+++ Material for this exercise +++
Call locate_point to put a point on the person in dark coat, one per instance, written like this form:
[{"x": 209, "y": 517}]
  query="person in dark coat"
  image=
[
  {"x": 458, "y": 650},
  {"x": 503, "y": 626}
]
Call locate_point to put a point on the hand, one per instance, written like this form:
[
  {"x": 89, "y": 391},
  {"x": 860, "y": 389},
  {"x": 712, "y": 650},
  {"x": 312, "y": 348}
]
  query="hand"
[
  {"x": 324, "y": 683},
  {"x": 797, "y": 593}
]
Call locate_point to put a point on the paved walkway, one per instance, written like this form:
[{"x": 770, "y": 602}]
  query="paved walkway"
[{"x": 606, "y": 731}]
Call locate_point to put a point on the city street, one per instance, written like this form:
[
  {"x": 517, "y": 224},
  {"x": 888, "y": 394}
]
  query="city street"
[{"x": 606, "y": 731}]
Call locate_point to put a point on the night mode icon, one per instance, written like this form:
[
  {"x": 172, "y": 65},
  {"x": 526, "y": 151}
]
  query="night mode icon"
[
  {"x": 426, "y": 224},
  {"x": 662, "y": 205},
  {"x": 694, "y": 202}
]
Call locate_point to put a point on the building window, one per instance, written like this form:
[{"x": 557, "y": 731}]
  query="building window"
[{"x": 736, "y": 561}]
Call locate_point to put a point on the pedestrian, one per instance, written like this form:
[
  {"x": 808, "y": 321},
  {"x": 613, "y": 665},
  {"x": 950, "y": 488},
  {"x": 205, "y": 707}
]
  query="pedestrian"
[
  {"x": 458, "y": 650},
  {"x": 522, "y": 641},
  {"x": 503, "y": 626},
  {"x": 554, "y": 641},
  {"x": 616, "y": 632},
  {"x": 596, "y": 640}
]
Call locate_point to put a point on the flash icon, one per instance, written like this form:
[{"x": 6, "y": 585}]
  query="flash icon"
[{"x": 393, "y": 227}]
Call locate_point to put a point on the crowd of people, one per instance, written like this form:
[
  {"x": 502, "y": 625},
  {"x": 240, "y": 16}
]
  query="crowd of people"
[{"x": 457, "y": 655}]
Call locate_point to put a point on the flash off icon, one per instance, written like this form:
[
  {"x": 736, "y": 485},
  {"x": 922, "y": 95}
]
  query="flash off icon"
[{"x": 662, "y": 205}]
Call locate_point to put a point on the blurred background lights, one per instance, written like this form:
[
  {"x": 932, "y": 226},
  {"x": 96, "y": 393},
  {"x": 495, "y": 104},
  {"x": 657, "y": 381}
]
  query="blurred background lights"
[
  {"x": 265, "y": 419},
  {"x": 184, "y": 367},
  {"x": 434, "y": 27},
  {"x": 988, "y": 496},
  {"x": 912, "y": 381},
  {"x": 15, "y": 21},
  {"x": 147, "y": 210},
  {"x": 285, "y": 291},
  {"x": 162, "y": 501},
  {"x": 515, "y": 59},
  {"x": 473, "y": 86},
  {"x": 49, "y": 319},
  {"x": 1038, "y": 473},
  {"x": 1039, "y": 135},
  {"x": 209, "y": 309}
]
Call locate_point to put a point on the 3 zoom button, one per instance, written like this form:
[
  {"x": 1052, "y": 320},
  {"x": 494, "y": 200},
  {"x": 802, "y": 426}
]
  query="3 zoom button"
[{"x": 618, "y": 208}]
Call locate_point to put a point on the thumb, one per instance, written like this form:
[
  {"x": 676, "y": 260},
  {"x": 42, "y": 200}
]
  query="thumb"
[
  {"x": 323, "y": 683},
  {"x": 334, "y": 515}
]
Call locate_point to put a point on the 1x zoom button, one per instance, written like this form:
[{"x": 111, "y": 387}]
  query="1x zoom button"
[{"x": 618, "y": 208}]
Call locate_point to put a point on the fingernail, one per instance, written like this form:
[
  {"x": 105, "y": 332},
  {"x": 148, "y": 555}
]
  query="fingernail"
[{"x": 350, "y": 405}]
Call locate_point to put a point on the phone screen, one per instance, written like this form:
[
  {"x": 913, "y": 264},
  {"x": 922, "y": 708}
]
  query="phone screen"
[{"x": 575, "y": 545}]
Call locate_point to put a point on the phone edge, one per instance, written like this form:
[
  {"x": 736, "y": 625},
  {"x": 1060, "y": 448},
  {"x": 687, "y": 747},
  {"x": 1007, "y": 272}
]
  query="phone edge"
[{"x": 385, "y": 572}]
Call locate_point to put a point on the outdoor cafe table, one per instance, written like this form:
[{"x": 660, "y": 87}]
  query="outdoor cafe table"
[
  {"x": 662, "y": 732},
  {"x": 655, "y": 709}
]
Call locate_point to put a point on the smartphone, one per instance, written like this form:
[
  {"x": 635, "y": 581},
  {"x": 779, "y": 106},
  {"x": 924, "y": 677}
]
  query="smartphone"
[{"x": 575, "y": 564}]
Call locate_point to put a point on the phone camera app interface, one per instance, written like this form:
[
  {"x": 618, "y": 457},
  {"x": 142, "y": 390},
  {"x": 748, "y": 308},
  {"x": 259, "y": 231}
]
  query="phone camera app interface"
+++
What you should do
Only lines that include "coat" belong in the answer; return them from the entries above.

Response to this task
Call locate_point to put a point on the person in dark coat, one per instance, written like this form:
  query="person in dark coat"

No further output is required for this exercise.